Data for the task:
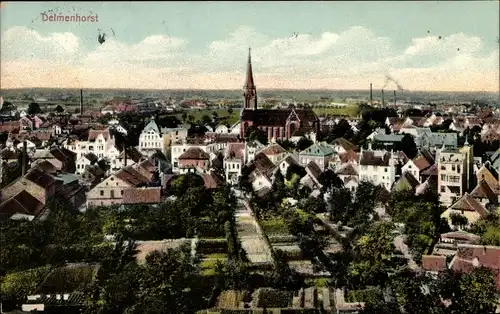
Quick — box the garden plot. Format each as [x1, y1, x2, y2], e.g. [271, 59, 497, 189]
[236, 206, 273, 264]
[136, 238, 192, 264]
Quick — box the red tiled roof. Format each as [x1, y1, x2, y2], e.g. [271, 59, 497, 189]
[260, 144, 286, 156]
[179, 147, 210, 160]
[122, 187, 161, 205]
[422, 255, 446, 271]
[88, 129, 111, 141]
[450, 193, 488, 217]
[0, 190, 44, 217]
[451, 244, 500, 289]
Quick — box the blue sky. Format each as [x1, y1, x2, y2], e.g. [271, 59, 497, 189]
[0, 1, 500, 91]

Exercise description: Please write out all the entries above again, switching "box" to "outline" and changing nothing else. Leave the pictures out.

Full answer:
Quick — outline the garden plot. Format each as [x1, y1, x2, y2], e.g. [271, 59, 497, 189]
[236, 206, 273, 264]
[136, 238, 192, 264]
Quick — outline the red tiled roof. Format each as [x1, y1, x2, y2], e.g. [271, 59, 497, 189]
[260, 144, 286, 156]
[179, 147, 210, 160]
[122, 187, 161, 205]
[422, 255, 446, 271]
[88, 129, 111, 141]
[450, 193, 488, 217]
[0, 190, 44, 217]
[451, 244, 500, 289]
Quick — outline the blue sky. Format each as [x1, y1, x2, y2], e.g. [271, 59, 497, 189]
[0, 1, 500, 91]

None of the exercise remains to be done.